__DO THIS__.
Convert the lines starting at the one containing "Locate every instance of the colorful" and ending at the last line into a two-column CSV with the header instruction,response. Put the text and its answer in one row, quote each field, and replace line breaks with spaces.

-------- TASK INPUT

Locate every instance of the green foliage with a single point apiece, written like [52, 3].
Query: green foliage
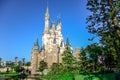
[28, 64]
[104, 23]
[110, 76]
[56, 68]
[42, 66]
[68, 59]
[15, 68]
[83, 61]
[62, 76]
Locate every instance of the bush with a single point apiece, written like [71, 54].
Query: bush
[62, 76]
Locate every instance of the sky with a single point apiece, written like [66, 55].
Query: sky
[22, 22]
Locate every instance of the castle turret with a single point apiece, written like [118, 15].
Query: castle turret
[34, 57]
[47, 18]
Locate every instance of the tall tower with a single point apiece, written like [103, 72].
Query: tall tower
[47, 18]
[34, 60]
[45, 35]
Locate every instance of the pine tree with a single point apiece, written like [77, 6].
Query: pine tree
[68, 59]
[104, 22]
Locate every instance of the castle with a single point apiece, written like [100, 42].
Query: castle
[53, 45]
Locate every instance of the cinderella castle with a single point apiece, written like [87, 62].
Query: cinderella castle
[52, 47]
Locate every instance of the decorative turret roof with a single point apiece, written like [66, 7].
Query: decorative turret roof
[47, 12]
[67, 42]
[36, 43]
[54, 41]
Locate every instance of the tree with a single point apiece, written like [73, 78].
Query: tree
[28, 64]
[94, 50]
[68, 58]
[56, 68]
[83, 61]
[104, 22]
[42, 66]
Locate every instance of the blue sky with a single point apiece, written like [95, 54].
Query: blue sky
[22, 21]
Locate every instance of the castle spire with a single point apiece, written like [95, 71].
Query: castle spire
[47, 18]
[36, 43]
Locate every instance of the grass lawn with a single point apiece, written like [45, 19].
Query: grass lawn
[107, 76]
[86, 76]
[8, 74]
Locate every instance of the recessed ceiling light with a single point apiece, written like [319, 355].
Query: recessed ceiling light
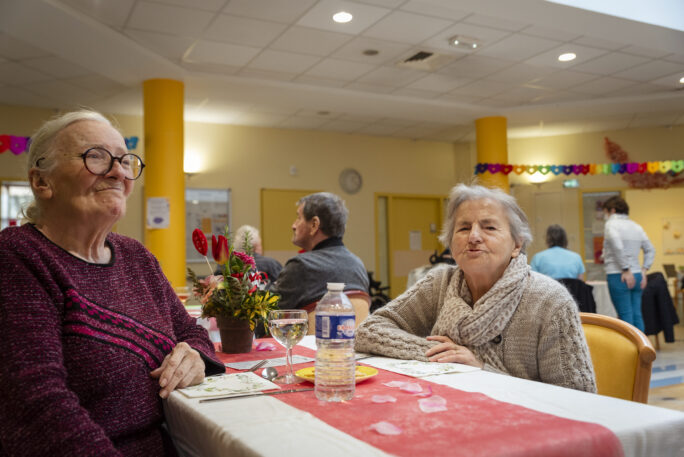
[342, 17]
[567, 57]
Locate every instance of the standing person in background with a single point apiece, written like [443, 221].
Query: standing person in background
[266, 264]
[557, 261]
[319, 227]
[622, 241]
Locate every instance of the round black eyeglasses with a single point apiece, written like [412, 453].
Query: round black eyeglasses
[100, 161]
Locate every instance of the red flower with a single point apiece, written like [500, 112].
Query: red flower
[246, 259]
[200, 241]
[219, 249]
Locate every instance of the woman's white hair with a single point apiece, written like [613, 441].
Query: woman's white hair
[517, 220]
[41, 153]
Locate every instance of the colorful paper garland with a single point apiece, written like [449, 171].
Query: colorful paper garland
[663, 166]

----------------

__REPLY__.
instruction,response
"Locate every instance of the colorful paper garland with a single point apiece, written like [449, 171]. Query: colorful paper garland","[663, 166]"